▸ **Data provided**:
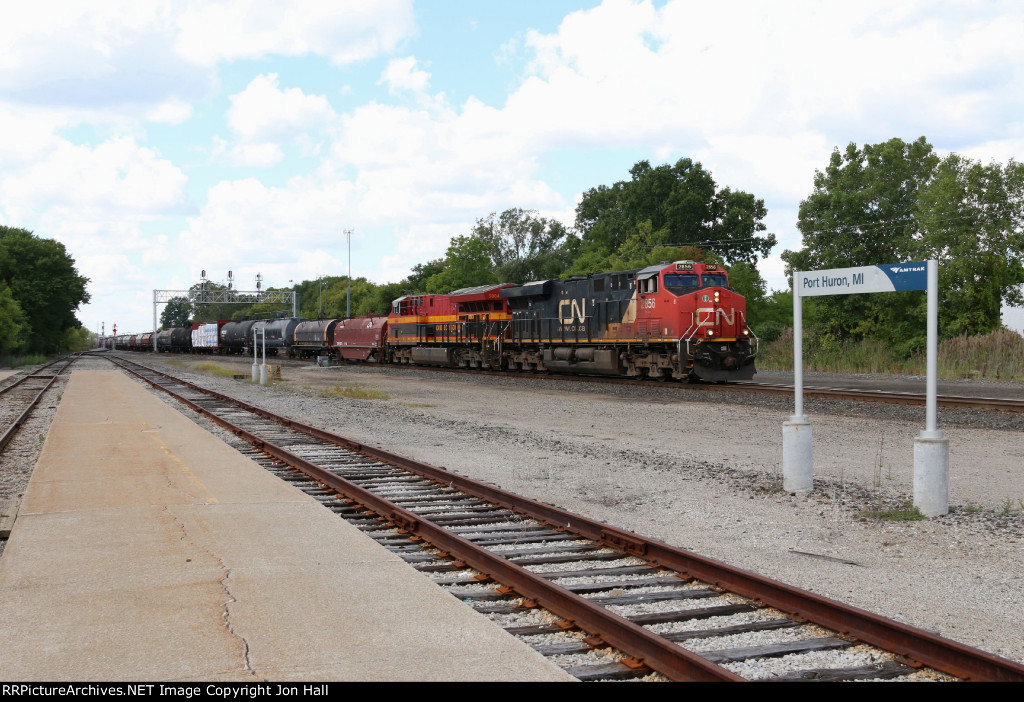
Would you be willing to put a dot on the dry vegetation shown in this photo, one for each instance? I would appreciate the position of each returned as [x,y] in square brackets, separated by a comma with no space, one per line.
[997,356]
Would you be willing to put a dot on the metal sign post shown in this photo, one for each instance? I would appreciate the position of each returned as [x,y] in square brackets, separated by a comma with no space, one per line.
[255,363]
[931,450]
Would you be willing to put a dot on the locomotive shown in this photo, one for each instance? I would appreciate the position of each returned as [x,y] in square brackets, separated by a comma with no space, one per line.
[670,320]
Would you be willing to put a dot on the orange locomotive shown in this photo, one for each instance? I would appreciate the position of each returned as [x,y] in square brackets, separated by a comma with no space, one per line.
[669,320]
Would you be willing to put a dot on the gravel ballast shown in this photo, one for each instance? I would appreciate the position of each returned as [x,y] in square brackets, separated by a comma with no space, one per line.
[700,470]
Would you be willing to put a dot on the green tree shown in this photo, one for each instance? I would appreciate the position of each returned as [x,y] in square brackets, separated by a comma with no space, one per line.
[862,211]
[972,216]
[13,324]
[524,247]
[42,278]
[681,200]
[417,280]
[77,339]
[176,312]
[467,264]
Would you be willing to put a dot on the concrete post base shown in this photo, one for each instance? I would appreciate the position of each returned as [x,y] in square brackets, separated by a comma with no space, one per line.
[931,475]
[798,467]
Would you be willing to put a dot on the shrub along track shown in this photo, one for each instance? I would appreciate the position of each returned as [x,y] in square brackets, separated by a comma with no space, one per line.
[615,587]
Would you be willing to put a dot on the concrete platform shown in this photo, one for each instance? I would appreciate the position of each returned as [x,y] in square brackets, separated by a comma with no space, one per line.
[145,549]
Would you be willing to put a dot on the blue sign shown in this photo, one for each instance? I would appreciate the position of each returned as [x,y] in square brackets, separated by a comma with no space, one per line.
[885,278]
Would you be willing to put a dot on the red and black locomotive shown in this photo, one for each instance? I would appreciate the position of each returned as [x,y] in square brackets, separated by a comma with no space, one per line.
[677,320]
[669,320]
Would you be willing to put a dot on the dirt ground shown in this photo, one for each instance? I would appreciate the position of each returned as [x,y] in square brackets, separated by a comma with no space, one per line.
[701,470]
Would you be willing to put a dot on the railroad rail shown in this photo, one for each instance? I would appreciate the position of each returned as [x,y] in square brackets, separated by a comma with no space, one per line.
[442,523]
[20,397]
[818,392]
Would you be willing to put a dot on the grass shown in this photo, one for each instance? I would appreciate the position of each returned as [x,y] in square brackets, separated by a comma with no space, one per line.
[997,356]
[355,393]
[906,513]
[215,369]
[19,360]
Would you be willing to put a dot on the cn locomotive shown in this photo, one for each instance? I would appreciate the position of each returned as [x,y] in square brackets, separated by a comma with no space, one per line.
[670,320]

▸ **Aim**:
Copy out the rows above without changing a single character, beginning at the line that contains "Would you be willing to put a dot on the cn" and continuing through the final line of the rows.

▸ **Response below**:
Would you be willing to put a dot on the cn locomotive shown in this photo, one for each instance? I would appreciate the position of each returned as [x,y] in square brackets, separated by a comma with no space, one per line.
[670,320]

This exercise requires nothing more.